**About this exercise:** An exact reproduction of every record is required.

[Stored data entries]
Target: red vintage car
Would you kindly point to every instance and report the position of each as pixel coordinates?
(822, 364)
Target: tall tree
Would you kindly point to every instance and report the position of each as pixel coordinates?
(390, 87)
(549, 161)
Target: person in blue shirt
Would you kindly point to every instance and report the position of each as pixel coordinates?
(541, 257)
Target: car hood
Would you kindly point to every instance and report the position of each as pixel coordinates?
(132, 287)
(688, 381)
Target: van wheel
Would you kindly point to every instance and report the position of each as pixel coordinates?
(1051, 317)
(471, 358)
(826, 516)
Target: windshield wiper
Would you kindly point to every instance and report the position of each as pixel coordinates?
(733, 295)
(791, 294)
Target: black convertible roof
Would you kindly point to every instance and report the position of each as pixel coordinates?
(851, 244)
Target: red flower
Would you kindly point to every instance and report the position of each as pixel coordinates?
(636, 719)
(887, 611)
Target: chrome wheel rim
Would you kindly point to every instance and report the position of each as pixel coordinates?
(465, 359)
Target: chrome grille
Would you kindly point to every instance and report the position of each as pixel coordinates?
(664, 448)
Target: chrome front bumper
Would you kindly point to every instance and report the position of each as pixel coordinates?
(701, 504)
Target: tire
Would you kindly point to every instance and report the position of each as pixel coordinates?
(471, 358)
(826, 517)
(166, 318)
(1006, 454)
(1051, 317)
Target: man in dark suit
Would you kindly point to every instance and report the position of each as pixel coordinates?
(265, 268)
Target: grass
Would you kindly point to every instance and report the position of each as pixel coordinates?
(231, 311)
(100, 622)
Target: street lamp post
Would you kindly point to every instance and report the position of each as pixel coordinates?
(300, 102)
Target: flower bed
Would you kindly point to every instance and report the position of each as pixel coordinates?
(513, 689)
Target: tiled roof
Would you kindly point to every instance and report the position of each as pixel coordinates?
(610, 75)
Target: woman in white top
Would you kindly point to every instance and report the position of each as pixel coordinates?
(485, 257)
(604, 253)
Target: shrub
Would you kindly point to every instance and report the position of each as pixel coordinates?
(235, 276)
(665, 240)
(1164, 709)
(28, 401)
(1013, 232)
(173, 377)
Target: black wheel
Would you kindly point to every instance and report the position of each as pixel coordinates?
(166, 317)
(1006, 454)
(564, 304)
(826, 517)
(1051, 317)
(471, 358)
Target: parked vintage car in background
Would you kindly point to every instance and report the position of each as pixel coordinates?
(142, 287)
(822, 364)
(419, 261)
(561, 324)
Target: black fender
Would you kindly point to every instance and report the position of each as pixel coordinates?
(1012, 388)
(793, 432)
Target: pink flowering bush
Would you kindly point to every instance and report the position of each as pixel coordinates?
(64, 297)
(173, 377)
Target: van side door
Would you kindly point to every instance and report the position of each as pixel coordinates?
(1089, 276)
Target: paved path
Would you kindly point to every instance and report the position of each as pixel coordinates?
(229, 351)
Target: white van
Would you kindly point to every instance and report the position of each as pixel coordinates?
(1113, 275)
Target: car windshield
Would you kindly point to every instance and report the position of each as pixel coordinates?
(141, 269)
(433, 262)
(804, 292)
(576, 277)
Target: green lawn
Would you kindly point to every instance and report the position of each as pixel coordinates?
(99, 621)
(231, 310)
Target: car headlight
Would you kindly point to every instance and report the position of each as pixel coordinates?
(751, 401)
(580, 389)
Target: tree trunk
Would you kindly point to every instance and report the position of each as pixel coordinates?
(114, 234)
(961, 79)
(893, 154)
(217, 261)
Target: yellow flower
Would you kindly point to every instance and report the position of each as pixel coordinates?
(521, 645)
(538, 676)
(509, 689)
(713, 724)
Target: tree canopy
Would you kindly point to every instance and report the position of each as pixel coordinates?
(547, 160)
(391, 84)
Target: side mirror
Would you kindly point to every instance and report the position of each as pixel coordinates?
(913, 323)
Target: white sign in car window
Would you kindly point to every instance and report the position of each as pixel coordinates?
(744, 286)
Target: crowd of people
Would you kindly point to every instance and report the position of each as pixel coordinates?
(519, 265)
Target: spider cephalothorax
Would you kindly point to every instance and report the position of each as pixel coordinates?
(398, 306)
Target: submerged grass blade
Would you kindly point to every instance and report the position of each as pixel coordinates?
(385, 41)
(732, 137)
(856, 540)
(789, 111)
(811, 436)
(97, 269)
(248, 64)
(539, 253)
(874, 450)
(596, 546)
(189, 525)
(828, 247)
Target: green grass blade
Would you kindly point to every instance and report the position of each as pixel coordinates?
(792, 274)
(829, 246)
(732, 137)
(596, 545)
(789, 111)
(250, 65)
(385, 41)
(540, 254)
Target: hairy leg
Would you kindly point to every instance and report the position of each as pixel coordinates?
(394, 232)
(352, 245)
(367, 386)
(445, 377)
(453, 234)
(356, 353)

**Response to this task:**
Target: red vintage car
Would you kindly point to every instance and report the position of each as pixel coordinates?
(822, 364)
Target: tall tree
Would you kindly point to every instance and report the position of each as pixel coordinates?
(390, 87)
(549, 161)
Target: person in blue shirt
Would you kindly point to every instance and report the position of each as pixel coordinates?
(541, 257)
Target: car hood
Would you kindly point to every instance and report the position of each as pixel coordinates?
(132, 287)
(688, 381)
Target: van wheel
Would you kindly point to every instance and report the position of each as pixel coordinates?
(1051, 317)
(471, 358)
(826, 516)
Target: windshield wiper
Would you kindly point to every instance and report the position of each as pixel coordinates?
(733, 295)
(791, 294)
Target: black convertible roof
Would you kindly point to every instance and report the position of each as pixel coordinates?
(851, 244)
Target: red flower
Would you kindly point to every instance and report the position of each as pixel coordinates?
(636, 719)
(887, 611)
Target: chrome wheel rim
Would you kindly point to every instance and report the position of each as pixel coordinates?
(465, 359)
Target: chrome grille
Would you kindly point to every instance and report the position of each as pixel coordinates?
(664, 448)
Target: chrome front bumper
Would you kindly point to every instance and report the position of each as pixel coordinates?
(701, 504)
Target: tire
Would you kindly point to every instance and report the position of each as pixel coordinates?
(471, 358)
(826, 517)
(166, 318)
(1006, 454)
(1051, 317)
Target: man in dark suit
Would you kindly point to every instance and report the position of each as pixel coordinates?
(265, 268)
Target: grass
Would you kindly point to every instance and report the position of each as pixel coordinates?
(231, 311)
(100, 622)
Target: street lamp post
Would you kindly point to every instance and report the position of each as pixel coordinates?
(300, 102)
Target: flower bed
Would you kindly point to every instance and report the position of each as pixel coordinates?
(513, 689)
Target: tiled roof
Would you kindly point to every instance and report the position of each as pixel coordinates?
(610, 75)
Target: woman in white top
Would you kindly point to every instance and report the position of each as pixel coordinates?
(485, 257)
(604, 253)
Target: shrub
Would you kindly point to every instance and report the position of each as pixel coordinates?
(235, 276)
(665, 240)
(1164, 709)
(28, 401)
(1013, 232)
(173, 377)
Target: black wheel
Would you kindly point to every instance and report the position of each as pixel coordinates?
(166, 317)
(1006, 454)
(564, 304)
(826, 517)
(1051, 317)
(471, 358)
Target: parked vintage car in background
Would you kindly point to every instance and report the position of each as pixel coordinates?
(142, 287)
(822, 364)
(419, 261)
(561, 324)
Target: black fender
Would you kindly point to every instance and report the position of each as pixel coordinates?
(1012, 388)
(793, 432)
Target: pink flowering bush
Would you kindly point to every instance and report the position of each as pixel coordinates?
(64, 297)
(173, 377)
Target: van side door
Would you kindly point to every instance and report the position of each as pixel coordinates?
(1089, 276)
Target: paved path
Would you kindly point to every instance and report the position of each as pixel coordinates?
(229, 351)
Target: white van
Would you kindly point to every instance and report the position of each as pixel coordinates?
(1113, 275)
Target: car windshield
Would you kindly point to every instance and report the position of each as pixel coordinates?
(141, 269)
(433, 262)
(804, 292)
(576, 277)
Target: green lawn
Would you kindly point to every instance and report the position of each as pixel coordinates?
(99, 621)
(231, 310)
Target: car headlight
Would you kindly point to every instance and report the position of each as pixel coordinates?
(751, 401)
(580, 389)
Target: tree trunk
Would you kindly point to every instance and report the position of each as pixel coordinates?
(114, 234)
(961, 79)
(893, 154)
(217, 261)
Target: yellow flower
Would you kindly point to every instance and report the position of each as pixel coordinates?
(521, 645)
(538, 676)
(509, 689)
(713, 724)
Target: tree canopy
Would you kindly point to every instance and report the position of each as pixel coordinates?
(547, 160)
(391, 84)
Target: side mirror
Would you kindly point to every instance and report the position of each as pixel coordinates?
(913, 323)
Target: white sign in car window
Would you kindly point to every instance and report the position of each as pixel coordinates?
(744, 286)
Target: crowd of people
Would you kindly point to every instance and report the position of each as pixel coordinates?
(519, 265)
Target: spider cephalothorax
Would you kindly point to every instance and report the position of each as pixel coordinates?
(398, 306)
Target: submerged grass blade
Would you kindly point to every instance and report the position of each as pixel coordinates?
(385, 41)
(732, 137)
(856, 540)
(789, 111)
(811, 436)
(97, 269)
(248, 64)
(539, 253)
(874, 450)
(596, 546)
(189, 525)
(828, 247)
Target: green grass blade
Would you kindly point to every instance and report the position of each as pixel coordinates?
(792, 274)
(829, 246)
(732, 137)
(596, 545)
(789, 111)
(250, 65)
(385, 41)
(540, 254)
Target: hairy leg
Would you kindly point to every instance and report the position of each as pixel coordinates?
(394, 232)
(352, 245)
(367, 386)
(445, 377)
(453, 234)
(356, 353)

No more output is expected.